[Collected data]
● ● ● ●
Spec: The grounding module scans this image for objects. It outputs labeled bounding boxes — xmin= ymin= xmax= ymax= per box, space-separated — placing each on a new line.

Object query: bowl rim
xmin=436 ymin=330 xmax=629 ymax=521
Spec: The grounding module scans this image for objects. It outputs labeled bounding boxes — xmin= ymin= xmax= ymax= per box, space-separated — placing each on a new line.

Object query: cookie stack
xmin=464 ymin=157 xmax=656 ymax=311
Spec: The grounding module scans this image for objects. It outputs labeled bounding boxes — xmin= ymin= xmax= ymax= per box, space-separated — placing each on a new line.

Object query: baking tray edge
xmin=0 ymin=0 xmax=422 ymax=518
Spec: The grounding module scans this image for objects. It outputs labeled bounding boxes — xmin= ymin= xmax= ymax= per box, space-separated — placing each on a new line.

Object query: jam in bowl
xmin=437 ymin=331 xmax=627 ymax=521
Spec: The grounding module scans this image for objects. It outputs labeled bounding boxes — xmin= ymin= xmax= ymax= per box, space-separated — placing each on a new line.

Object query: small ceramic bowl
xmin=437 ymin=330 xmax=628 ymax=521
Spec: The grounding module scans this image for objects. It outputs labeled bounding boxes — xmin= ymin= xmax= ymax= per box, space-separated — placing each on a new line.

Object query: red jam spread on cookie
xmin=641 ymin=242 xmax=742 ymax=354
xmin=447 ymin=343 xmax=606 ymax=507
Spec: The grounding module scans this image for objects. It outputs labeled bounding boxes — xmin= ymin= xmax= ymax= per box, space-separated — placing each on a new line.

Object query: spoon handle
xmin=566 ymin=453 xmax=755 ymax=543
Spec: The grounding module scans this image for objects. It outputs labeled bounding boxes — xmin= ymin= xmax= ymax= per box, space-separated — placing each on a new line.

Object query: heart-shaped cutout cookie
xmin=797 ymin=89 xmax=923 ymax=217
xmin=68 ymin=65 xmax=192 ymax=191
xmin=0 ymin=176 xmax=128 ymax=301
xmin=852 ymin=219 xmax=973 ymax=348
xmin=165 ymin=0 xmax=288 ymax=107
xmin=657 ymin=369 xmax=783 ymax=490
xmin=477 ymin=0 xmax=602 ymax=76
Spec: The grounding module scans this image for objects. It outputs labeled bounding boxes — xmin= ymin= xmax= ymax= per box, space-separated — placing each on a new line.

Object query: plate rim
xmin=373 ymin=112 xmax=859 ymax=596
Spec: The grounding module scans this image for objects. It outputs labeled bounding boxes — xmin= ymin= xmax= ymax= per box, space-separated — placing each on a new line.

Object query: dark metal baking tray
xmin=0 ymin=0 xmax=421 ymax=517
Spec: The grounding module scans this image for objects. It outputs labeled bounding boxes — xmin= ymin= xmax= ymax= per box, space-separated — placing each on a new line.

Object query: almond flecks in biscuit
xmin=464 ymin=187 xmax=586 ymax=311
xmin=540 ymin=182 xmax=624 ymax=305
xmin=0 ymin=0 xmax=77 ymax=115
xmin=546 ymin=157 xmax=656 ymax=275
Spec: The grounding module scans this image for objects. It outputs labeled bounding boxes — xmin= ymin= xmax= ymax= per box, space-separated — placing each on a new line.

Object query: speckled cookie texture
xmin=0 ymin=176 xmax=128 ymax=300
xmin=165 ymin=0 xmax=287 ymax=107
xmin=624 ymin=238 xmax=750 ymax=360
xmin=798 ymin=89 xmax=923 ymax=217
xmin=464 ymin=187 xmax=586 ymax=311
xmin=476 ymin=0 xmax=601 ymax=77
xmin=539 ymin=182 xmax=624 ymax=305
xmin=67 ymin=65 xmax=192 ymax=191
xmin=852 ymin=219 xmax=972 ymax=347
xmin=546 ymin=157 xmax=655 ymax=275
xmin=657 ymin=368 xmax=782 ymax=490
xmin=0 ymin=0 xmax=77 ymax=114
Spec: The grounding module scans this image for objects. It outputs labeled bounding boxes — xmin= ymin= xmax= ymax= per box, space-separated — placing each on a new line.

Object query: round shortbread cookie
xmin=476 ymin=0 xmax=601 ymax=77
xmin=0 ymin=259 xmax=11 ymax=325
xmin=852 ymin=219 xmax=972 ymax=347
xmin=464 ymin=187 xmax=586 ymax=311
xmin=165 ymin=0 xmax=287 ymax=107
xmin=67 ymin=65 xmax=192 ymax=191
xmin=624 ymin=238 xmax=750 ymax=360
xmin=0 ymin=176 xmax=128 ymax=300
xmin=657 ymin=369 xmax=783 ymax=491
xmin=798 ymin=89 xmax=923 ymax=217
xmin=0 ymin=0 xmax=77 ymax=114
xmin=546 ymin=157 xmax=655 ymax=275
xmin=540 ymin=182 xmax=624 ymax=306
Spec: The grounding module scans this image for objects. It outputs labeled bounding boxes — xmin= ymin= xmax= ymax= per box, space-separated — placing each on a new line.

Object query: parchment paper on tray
● ● ● ●
**Task prompt**:
All of the data above needs to be given again exactly.

**Output below**:
Spec: The grounding module scans this image for objects. It outputs labeled bounding boxes — xmin= ymin= xmax= ymax= per box, space-separated — placing each on a new line.

Object query: bowl rim
xmin=436 ymin=330 xmax=629 ymax=521
Spec: The grounding module scans this image for objects. It outputs labeled bounding boxes — xmin= ymin= xmax= ymax= per box, space-separated — placing each on a new line.

Object query: cookie stack
xmin=464 ymin=157 xmax=656 ymax=311
Spec: The grounding module scans this image for objects. It outputs labeled bounding boxes — xmin= ymin= xmax= ymax= per box, space-separated — placing each on a new line.

Object query: baking tray edge
xmin=0 ymin=0 xmax=422 ymax=518
Spec: The grounding module scans this image for objects. It outputs labeled bounding boxes — xmin= ymin= xmax= ymax= per box, space-separated — placing each on a new line.

Object query: jam in bowl
xmin=437 ymin=331 xmax=627 ymax=521
Spec: The grounding module scans this image for objects. It outputs labeled bounding boxes — xmin= ymin= xmax= ymax= per box, space-separated — placing each on a new line.

Object query: small ceramic bowl
xmin=437 ymin=330 xmax=628 ymax=521
Spec: The grounding module scans this image for objects. It outputs labeled bounding boxes — xmin= ymin= xmax= ymax= per box, space-separated — placing each on a new line.

Object query: red jam spread on cookie
xmin=641 ymin=242 xmax=742 ymax=354
xmin=447 ymin=343 xmax=606 ymax=507
Spec: The grounding module scans this image for objects. It outputs labeled bounding boxes — xmin= ymin= xmax= ymax= per box, space-separated — placing each on a new line.

Object query: spoon handle
xmin=566 ymin=453 xmax=755 ymax=543
Spec: The grounding module scans this image for objects. It outputs labeled bounding boxes — xmin= ymin= xmax= ymax= per box, space-separated — placing each on a new line.

Object query: heart-shaped cutout cookie
xmin=797 ymin=89 xmax=923 ymax=217
xmin=68 ymin=65 xmax=192 ymax=191
xmin=0 ymin=176 xmax=128 ymax=301
xmin=852 ymin=219 xmax=973 ymax=348
xmin=165 ymin=0 xmax=288 ymax=107
xmin=657 ymin=369 xmax=783 ymax=490
xmin=477 ymin=0 xmax=602 ymax=76
Spec: The grounding module scans this image for objects. It outputs labeled bounding boxes — xmin= ymin= xmax= ymax= per box, space-separated — placing each on a new line.

Object query: plate rim
xmin=373 ymin=112 xmax=859 ymax=596
Spec: The grounding module scans this image for objects. It outputs labeled bounding boxes — xmin= ymin= xmax= ymax= per box, space-separated — placing each on a new line.

Object query: dark metal baking tray
xmin=0 ymin=0 xmax=421 ymax=517
Spec: The grounding module scans this image for objects. It outputs labeled bounding boxes — xmin= ymin= xmax= ymax= per box, space-separated — placing each on a new line.

Object query: almond flecks in biscuit
xmin=464 ymin=187 xmax=586 ymax=311
xmin=540 ymin=182 xmax=624 ymax=305
xmin=0 ymin=0 xmax=77 ymax=115
xmin=546 ymin=157 xmax=656 ymax=275
Spec: The grounding module scans this image for objects. It outputs labeled bounding boxes — xmin= ymin= xmax= ymax= per box, space-separated — placing each on a new line.

Object query: speckled cookie texture
xmin=0 ymin=176 xmax=128 ymax=300
xmin=165 ymin=0 xmax=287 ymax=107
xmin=624 ymin=238 xmax=750 ymax=360
xmin=798 ymin=89 xmax=923 ymax=217
xmin=464 ymin=187 xmax=586 ymax=311
xmin=476 ymin=0 xmax=601 ymax=77
xmin=539 ymin=182 xmax=624 ymax=305
xmin=67 ymin=65 xmax=192 ymax=191
xmin=852 ymin=219 xmax=972 ymax=347
xmin=546 ymin=157 xmax=655 ymax=275
xmin=657 ymin=368 xmax=782 ymax=490
xmin=0 ymin=0 xmax=77 ymax=114
Spec: The grounding module scans this image for objects. It outputs labeled bounding boxes — xmin= ymin= xmax= ymax= per box, space-separated — placing each on a new line.

Object query: round shortbread cookie
xmin=476 ymin=0 xmax=601 ymax=77
xmin=0 ymin=259 xmax=11 ymax=325
xmin=852 ymin=219 xmax=972 ymax=347
xmin=464 ymin=187 xmax=586 ymax=311
xmin=165 ymin=0 xmax=287 ymax=107
xmin=67 ymin=65 xmax=192 ymax=191
xmin=624 ymin=238 xmax=750 ymax=360
xmin=0 ymin=176 xmax=128 ymax=300
xmin=657 ymin=369 xmax=783 ymax=491
xmin=798 ymin=89 xmax=923 ymax=217
xmin=0 ymin=0 xmax=77 ymax=114
xmin=546 ymin=157 xmax=655 ymax=275
xmin=540 ymin=182 xmax=624 ymax=306
Spec: The grounding module scans this image for objects. It outputs labeled bounding boxes — xmin= ymin= xmax= ymax= per box, space-separated — placing each on a new line.

Object query: parchment paper on tray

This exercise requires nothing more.